■ **課題**
以下のヘアピン渦列攪乱に関する研究概要を、全文を一字も変えずに複製せよ。

■ **ページ抜粋**
▬▬▬

人工ヘアピン渦列攪乱によるEdge of Chaosの探究

研究課題

研究課題/領域番号 16H04260
研究機関北海道大学

研究代表者

田坂 裕司  北海道大学, 工学研究院, 准教授 (00419946)

研究分担者 村井 祐一  北海道大学, 工学研究院, 教授 (80273001)
研究期間 (年度) 2016-04-01 – 2019-03-31
キーワード亜臨界乱流遷移 / ヘアピン渦列 / マイクロバブル / 流れ制御
研究実績の概要

イギリス・マンチェスター大学のMullin教授(現・オックスフォード大学)から譲り受けた円管内流の実験装置を北海道大学にて再構築し,過去の研究成果の再現実験を行った.この装置に前年度までに開発したシンセティックジェットアクチュエータ(SJA)を設置し,SJAにより管内に生成されるヘアピン渦列の個数が流れの乱流遷移に与える影響を調査した.この個数はSJAが注入する噴流の回数と対応する.攪乱注入口から十分下流の位置で,可視化およびレーザードップラ流速計により乱流パフの存在を確認した.その結果として,(1)ある数までは渦の個数が偶数か奇数かによって明瞭に乱流パフの下流での存在確率が変化すること,(2)ある数までは存在確率が渦の個数に対して増加するが,それを上回ると1度減少することを見いだした.(1)についてはその理由がまだ不明であるが,(2)については連続して形成されたヘアピン渦列により先に形成された乱流パフに,後方からそれに続くヘアピン渦(列)が突入することにより乱流の維持機構が壊れ,存在確率が低下したと理解している.なお,別途行った連続噴流注入による実験においても同様の結果が得られた.すなわち,攪乱の注入時間を増加させると,あるところで1度乱流パフの存在確率が下がる.

▬▬▬

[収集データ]
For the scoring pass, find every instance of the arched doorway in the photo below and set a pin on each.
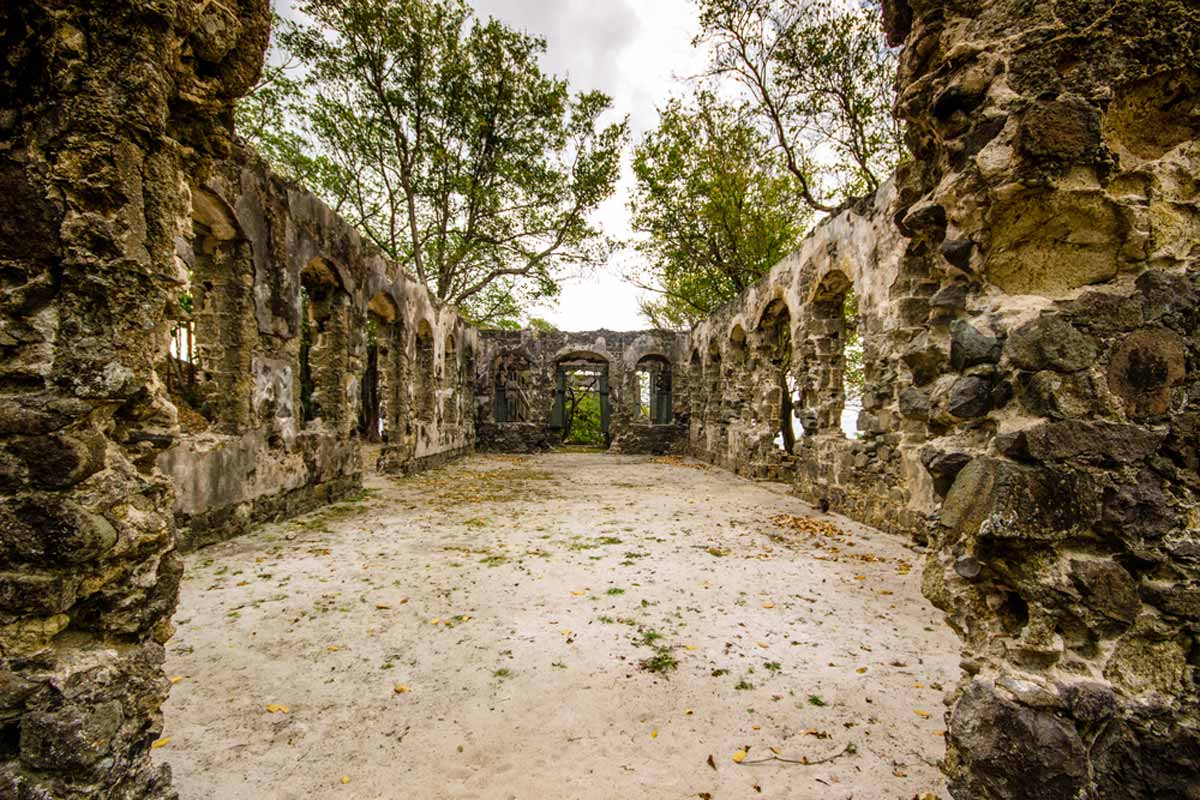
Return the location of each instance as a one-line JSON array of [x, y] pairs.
[[582, 410]]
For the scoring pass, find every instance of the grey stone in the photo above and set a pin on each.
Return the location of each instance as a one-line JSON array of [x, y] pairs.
[[970, 398], [1050, 342], [1007, 751], [1093, 441], [1108, 588], [969, 347]]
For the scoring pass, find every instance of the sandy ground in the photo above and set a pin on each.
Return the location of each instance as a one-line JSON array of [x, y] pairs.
[[492, 630]]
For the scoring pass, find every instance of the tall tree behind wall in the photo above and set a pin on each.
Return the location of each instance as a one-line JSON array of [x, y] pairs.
[[793, 119], [439, 137], [821, 79], [715, 208]]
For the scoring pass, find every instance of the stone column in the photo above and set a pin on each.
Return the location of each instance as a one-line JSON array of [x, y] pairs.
[[107, 112], [1054, 211]]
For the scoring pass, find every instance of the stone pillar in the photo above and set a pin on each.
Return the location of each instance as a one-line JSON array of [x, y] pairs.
[[1054, 211], [107, 112]]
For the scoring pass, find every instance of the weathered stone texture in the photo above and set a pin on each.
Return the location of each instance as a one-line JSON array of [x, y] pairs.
[[526, 364], [1055, 149], [295, 296]]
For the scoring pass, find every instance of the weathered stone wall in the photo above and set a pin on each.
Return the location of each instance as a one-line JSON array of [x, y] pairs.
[[528, 360], [1054, 191], [1030, 301], [287, 293], [106, 112]]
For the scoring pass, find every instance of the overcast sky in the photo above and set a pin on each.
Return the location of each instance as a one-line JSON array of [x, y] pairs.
[[633, 50]]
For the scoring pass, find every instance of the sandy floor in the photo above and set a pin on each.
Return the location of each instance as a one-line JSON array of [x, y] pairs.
[[492, 630]]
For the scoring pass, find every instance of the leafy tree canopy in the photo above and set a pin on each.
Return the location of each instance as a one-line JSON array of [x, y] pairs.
[[821, 79], [441, 138]]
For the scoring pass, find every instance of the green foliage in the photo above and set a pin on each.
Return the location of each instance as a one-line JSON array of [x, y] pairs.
[[439, 137], [821, 78], [852, 354], [583, 410], [715, 205], [660, 663]]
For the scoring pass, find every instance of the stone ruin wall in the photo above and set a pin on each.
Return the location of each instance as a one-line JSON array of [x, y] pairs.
[[793, 320], [255, 242], [107, 110], [1054, 187], [1030, 307], [537, 355]]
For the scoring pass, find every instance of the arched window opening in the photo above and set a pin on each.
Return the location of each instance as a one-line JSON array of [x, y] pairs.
[[654, 401], [837, 396], [324, 347], [424, 385], [695, 386], [775, 353], [513, 380], [208, 371], [733, 388]]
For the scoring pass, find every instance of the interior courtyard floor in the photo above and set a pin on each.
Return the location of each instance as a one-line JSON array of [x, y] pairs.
[[558, 626]]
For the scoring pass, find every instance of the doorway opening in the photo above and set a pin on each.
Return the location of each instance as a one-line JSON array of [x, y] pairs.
[[582, 408]]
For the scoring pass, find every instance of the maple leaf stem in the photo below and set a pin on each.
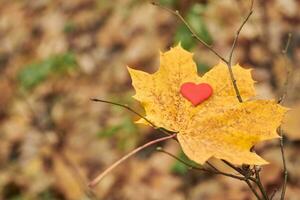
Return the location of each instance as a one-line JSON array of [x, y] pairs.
[[190, 166], [95, 181], [177, 14], [252, 189]]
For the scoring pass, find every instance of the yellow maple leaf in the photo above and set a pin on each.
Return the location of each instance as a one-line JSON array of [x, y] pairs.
[[220, 126]]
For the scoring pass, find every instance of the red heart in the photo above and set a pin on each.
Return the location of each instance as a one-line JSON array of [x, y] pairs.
[[196, 93]]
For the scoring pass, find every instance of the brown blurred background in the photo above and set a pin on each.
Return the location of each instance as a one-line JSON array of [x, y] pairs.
[[56, 55]]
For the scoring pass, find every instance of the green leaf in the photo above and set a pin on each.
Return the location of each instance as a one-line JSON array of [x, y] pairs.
[[196, 21], [33, 74]]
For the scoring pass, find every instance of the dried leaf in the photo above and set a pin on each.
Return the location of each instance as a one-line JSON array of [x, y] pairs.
[[220, 126]]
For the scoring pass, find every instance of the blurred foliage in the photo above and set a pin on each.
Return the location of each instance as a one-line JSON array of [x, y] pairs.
[[125, 133], [33, 74], [196, 21]]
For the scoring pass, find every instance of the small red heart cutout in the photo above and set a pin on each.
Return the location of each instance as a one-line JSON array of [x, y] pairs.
[[196, 93]]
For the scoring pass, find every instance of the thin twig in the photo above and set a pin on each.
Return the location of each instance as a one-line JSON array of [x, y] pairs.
[[253, 189], [285, 171], [273, 194], [238, 33], [285, 86], [95, 181], [281, 99], [229, 64], [215, 171], [259, 184], [135, 112], [194, 34], [124, 106]]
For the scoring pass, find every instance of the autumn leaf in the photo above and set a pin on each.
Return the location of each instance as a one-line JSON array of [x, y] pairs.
[[220, 126]]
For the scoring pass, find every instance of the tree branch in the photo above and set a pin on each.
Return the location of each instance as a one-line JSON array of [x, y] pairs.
[[194, 34], [214, 171], [167, 132], [281, 100], [109, 169]]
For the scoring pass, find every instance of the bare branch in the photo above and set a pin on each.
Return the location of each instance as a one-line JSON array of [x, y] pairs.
[[253, 189], [135, 112], [281, 99], [194, 34], [259, 184], [124, 158], [229, 62], [215, 171]]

▬▬▬

■ **解答例**
人工ヘアピン渦列攪乱によるEdge of Chaosの探究

研究課題

研究課題/領域番号 16H04260
研究機関北海道大学

研究代表者

田坂 裕司  北海道大学, 工学研究院, 准教授 (00419946)

研究分担者 村井 祐一  北海道大学, 工学研究院, 教授 (80273001)
研究期間 (年度) 2016-04-01 – 2019-03-31
キーワード亜臨界乱流遷移 / ヘアピン渦列 / マイクロバブル / 流れ制御
研究実績の概要

イギリス・マンチェスター大学のMullin教授(現・オックスフォード大学)から譲り受けた円管内流の実験装置を北海道大学にて再構築し,過去の研究成果の再現実験を行った.この装置に前年度までに開発したシンセティックジェットアクチュエータ(SJA)を設置し,SJAにより管内に生成されるヘアピン渦列の個数が流れの乱流遷移に与える影響を調査した.この個数はSJAが注入する噴流の回数と対応する.攪乱注入口から十分下流の位置で,可視化およびレーザードップラ流速計により乱流パフの存在を確認した.その結果として,(1)ある数までは渦の個数が偶数か奇数かによって明瞭に乱流パフの下流での存在確率が変化すること,(2)ある数までは存在確率が渦の個数に対して増加するが,それを上回ると1度減少することを見いだした.(1)についてはその理由がまだ不明であるが,(2)については連続して形成されたヘアピン渦列により先に形成された乱流パフに,後方からそれに続くヘアピン渦(列)が突入することにより乱流の維持機構が壊れ,存在確率が低下したと理解している.なお,別途行った連続噴流注入による実験においても同様の結果が得られた.すなわち,攪乱の注入時間を増加させると,あるところで1度乱流パフの存在確率が下がる.